*DATA TO PROCESS*:

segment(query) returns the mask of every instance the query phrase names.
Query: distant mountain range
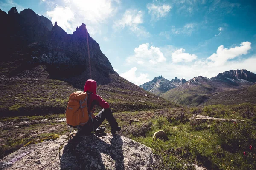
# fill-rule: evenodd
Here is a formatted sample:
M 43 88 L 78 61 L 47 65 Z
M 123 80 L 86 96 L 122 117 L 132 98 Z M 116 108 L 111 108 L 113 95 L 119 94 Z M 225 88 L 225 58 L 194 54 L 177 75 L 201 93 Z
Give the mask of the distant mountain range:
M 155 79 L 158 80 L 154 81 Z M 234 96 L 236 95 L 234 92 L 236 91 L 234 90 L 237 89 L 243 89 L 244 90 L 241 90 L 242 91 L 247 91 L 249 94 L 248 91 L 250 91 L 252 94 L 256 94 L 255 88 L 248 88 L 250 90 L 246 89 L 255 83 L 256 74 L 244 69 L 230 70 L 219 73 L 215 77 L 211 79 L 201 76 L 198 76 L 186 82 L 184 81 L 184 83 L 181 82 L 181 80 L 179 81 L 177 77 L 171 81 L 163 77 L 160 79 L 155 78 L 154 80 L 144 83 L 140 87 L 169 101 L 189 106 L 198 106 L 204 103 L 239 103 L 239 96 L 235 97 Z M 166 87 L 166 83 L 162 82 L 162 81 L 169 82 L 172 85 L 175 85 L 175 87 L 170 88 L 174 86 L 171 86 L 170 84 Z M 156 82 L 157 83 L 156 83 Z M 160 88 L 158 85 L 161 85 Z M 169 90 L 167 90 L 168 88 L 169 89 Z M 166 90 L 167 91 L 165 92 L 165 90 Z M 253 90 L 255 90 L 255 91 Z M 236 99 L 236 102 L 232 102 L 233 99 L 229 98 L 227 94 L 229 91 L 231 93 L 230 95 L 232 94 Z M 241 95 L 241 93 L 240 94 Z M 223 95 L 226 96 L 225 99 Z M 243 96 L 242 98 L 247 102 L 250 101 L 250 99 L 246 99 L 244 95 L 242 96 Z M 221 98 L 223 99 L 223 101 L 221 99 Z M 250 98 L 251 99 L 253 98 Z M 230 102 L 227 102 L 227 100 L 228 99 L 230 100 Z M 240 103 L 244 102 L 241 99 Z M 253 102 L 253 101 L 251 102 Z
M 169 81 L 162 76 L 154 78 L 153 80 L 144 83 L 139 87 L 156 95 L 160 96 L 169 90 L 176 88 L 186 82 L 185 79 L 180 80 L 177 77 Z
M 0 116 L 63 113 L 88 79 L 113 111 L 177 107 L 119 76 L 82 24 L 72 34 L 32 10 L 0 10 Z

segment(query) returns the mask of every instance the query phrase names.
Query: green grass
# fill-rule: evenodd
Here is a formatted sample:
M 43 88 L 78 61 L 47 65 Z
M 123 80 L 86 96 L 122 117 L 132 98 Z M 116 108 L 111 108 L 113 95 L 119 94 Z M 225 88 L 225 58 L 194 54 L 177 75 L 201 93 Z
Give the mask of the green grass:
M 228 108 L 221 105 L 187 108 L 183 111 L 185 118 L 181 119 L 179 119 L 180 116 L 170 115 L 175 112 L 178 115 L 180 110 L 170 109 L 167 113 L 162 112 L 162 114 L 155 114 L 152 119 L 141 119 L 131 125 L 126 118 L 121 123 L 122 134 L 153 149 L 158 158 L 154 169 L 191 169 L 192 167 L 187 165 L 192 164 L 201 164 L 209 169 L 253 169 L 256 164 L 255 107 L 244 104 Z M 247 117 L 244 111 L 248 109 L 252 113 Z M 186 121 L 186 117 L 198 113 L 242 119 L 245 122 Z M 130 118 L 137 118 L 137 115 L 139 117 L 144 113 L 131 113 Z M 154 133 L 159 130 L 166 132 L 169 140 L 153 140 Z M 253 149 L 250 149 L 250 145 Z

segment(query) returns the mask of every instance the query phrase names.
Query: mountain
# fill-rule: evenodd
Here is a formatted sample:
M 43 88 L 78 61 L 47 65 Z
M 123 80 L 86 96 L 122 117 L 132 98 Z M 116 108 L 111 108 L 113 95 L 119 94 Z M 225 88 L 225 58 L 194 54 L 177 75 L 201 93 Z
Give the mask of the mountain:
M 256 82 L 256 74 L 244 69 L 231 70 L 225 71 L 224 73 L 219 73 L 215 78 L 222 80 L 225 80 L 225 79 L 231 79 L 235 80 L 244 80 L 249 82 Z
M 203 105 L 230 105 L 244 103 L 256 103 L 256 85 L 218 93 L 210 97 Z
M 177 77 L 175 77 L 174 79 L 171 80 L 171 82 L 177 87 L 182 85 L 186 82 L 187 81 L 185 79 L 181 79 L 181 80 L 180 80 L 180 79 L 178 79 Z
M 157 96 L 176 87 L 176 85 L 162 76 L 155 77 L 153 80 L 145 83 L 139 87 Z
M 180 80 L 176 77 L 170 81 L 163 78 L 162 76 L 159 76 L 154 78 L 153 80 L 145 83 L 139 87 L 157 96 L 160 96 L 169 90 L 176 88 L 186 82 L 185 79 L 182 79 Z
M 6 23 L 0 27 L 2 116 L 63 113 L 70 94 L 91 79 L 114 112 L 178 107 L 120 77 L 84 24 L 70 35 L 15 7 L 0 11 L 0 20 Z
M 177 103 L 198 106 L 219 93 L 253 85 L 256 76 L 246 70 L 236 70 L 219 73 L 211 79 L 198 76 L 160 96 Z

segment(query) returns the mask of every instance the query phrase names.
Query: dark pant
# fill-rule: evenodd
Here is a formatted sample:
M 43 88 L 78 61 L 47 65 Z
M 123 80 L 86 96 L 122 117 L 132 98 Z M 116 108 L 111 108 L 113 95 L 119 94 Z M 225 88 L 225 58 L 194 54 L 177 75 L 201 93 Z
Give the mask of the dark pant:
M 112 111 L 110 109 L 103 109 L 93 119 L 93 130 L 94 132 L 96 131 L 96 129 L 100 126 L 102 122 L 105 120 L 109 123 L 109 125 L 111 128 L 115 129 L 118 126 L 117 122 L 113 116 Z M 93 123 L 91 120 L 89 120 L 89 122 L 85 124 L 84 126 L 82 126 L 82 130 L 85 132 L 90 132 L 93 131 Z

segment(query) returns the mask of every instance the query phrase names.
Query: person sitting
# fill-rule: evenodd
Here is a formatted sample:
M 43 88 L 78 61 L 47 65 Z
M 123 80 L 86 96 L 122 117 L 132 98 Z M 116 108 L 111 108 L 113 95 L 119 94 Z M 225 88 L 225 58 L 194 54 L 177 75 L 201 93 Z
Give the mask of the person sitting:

...

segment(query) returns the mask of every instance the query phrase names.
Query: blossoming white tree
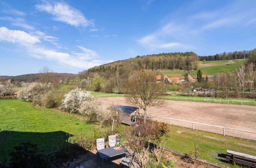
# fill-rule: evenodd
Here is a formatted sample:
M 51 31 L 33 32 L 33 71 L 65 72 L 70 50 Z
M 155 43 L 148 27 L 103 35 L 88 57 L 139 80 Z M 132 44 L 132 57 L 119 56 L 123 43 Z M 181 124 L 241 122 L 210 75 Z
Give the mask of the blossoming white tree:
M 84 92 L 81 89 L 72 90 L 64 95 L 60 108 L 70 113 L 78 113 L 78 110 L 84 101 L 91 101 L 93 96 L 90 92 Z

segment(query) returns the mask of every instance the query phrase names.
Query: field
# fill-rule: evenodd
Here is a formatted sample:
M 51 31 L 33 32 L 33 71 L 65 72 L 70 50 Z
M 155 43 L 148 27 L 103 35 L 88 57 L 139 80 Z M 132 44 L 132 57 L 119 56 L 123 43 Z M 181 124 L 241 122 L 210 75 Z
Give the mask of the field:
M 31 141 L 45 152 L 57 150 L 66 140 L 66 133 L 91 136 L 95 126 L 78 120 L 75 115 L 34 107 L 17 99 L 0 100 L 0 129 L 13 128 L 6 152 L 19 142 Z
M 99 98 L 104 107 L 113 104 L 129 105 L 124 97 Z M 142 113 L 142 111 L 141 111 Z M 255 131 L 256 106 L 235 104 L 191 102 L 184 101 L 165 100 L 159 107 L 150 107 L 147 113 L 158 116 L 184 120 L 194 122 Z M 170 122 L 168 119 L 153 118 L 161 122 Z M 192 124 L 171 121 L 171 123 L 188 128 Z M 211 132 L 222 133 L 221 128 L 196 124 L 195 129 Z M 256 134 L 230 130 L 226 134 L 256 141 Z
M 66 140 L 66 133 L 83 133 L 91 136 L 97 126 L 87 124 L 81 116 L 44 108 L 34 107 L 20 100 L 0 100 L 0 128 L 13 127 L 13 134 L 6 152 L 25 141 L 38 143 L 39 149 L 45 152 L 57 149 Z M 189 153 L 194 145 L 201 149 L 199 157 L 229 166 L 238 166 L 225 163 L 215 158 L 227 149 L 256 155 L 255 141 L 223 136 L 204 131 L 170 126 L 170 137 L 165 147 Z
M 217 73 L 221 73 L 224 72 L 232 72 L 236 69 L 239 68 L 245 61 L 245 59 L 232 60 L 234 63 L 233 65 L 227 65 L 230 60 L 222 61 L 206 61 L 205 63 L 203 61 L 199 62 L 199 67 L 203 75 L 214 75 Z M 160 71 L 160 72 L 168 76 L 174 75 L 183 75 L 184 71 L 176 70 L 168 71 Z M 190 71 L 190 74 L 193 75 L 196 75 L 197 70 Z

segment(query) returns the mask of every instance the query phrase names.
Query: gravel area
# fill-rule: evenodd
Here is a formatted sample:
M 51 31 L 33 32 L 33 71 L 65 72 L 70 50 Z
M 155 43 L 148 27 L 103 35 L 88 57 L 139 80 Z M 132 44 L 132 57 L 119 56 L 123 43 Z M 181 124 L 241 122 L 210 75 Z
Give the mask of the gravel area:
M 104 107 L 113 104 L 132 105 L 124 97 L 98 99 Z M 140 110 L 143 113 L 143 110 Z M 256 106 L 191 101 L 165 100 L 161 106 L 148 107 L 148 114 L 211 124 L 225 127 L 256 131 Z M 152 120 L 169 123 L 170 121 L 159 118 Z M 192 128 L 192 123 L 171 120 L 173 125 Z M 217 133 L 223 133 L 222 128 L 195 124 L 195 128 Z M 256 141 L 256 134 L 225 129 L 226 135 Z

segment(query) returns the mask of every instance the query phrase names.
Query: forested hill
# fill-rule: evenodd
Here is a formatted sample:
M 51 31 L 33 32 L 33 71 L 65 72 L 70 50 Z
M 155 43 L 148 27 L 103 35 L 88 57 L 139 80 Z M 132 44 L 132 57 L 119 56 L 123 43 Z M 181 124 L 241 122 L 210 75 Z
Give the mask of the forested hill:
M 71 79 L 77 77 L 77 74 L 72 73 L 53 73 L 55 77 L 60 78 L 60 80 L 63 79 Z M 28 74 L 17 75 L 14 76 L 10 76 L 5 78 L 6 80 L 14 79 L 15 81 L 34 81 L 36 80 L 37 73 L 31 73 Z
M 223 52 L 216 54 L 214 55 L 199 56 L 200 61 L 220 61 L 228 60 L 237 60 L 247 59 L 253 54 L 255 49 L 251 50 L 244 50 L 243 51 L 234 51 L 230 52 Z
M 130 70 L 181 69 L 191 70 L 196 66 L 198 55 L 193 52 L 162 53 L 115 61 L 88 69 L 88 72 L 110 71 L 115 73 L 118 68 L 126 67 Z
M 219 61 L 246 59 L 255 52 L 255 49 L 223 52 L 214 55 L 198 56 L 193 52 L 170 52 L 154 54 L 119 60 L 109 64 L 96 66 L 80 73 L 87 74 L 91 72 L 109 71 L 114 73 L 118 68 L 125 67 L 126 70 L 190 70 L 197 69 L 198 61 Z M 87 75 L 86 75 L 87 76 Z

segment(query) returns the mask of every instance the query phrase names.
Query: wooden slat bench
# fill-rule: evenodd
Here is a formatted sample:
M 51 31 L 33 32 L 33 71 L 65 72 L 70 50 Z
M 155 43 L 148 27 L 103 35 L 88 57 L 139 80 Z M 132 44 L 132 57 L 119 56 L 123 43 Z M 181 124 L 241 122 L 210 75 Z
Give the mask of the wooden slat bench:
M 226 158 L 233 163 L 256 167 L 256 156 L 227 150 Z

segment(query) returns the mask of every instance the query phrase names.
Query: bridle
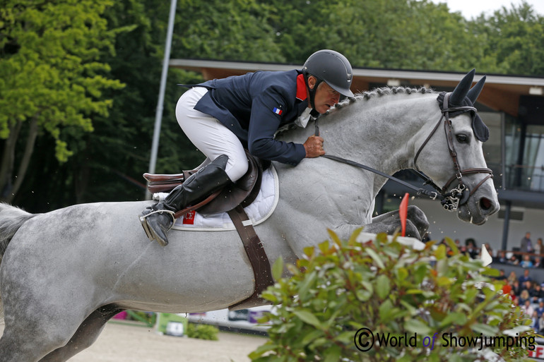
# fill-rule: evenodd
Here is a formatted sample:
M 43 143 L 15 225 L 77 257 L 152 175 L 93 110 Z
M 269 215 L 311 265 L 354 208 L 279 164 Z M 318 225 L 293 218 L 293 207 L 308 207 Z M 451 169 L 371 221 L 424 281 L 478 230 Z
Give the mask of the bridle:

*DIRECTIONS*:
Gather every line of the entries above that contains the word "bench", and copy each one in full.

*RESPONSE*:
Query: wooden slat bench
Give the mask of the wooden slat bench:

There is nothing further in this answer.